**PROBLEM TO WORK ON**
Find each line in the data below that contains the word "wooden" and copy those lines out. Capital and small letters must match.

◆ ◆ ◆ ◆ ◆

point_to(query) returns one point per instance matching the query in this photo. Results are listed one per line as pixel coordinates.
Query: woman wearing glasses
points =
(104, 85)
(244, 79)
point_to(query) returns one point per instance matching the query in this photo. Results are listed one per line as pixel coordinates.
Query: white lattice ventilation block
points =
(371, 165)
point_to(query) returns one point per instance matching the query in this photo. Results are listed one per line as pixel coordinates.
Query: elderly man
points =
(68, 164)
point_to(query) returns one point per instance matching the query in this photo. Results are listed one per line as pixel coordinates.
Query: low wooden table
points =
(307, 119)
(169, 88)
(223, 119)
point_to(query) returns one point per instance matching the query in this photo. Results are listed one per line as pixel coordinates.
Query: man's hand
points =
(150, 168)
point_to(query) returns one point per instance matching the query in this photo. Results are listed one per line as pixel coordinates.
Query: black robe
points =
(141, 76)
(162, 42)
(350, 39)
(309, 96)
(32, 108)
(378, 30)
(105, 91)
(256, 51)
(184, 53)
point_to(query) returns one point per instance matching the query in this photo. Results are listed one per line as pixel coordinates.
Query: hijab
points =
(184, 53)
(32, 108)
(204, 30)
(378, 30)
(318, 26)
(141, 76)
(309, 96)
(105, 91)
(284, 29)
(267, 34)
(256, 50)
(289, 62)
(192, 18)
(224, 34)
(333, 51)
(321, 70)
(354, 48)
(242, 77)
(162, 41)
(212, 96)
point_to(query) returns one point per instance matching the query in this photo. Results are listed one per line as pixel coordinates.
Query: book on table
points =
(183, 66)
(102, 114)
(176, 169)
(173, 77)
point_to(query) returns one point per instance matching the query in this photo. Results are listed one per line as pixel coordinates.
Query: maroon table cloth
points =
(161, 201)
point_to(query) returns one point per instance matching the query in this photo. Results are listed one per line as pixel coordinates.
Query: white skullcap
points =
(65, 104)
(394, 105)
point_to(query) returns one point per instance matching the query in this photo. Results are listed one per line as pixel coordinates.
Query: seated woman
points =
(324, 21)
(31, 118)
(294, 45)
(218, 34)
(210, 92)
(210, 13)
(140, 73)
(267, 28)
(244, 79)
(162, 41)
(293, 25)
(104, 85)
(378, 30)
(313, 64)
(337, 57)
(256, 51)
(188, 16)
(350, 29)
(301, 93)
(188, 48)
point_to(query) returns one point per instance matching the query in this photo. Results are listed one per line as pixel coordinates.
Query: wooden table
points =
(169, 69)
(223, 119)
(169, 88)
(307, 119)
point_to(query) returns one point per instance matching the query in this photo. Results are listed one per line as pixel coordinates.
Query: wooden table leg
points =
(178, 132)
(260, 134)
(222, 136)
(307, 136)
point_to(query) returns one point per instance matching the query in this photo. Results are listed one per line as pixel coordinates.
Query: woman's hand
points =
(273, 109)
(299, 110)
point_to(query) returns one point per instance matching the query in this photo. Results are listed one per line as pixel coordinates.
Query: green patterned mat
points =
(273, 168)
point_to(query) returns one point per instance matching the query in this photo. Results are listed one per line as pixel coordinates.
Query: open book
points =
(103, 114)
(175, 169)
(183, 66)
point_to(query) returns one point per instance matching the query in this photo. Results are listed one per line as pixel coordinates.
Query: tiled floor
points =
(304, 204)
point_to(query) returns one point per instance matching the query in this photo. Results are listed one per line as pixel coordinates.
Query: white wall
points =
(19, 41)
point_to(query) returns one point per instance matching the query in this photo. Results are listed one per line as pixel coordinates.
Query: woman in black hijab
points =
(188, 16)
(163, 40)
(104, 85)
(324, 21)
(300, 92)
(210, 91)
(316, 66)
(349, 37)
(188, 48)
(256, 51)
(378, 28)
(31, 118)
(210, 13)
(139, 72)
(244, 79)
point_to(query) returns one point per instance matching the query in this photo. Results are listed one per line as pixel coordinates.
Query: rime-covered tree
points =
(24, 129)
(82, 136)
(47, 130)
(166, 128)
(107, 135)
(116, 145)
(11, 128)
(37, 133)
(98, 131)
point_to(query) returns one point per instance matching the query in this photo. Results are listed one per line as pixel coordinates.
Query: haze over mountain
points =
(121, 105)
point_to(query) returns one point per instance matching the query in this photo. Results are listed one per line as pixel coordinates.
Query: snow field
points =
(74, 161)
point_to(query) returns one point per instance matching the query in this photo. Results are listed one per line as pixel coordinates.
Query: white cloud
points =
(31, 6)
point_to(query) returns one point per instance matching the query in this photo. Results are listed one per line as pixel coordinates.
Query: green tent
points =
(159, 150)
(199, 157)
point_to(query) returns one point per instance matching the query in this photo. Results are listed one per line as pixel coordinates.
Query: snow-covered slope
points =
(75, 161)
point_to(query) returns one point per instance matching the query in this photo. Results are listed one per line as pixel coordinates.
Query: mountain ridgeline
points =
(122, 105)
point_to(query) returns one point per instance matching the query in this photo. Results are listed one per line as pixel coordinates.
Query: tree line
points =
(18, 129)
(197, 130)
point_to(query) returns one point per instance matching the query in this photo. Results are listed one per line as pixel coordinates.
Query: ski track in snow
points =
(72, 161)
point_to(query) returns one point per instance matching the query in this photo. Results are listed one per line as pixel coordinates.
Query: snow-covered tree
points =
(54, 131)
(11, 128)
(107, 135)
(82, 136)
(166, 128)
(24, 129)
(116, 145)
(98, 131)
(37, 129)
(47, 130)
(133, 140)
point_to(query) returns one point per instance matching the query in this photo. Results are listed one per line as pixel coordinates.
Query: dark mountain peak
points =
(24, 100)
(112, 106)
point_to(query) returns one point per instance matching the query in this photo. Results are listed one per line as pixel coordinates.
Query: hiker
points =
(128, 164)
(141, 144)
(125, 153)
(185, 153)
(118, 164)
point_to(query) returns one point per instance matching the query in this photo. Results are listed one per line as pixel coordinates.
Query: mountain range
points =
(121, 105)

◆ ◆ ◆ ◆ ◆

**EXERCISE RESULT**
Query: low wooden table
Query: wooden table
Query: wooden table leg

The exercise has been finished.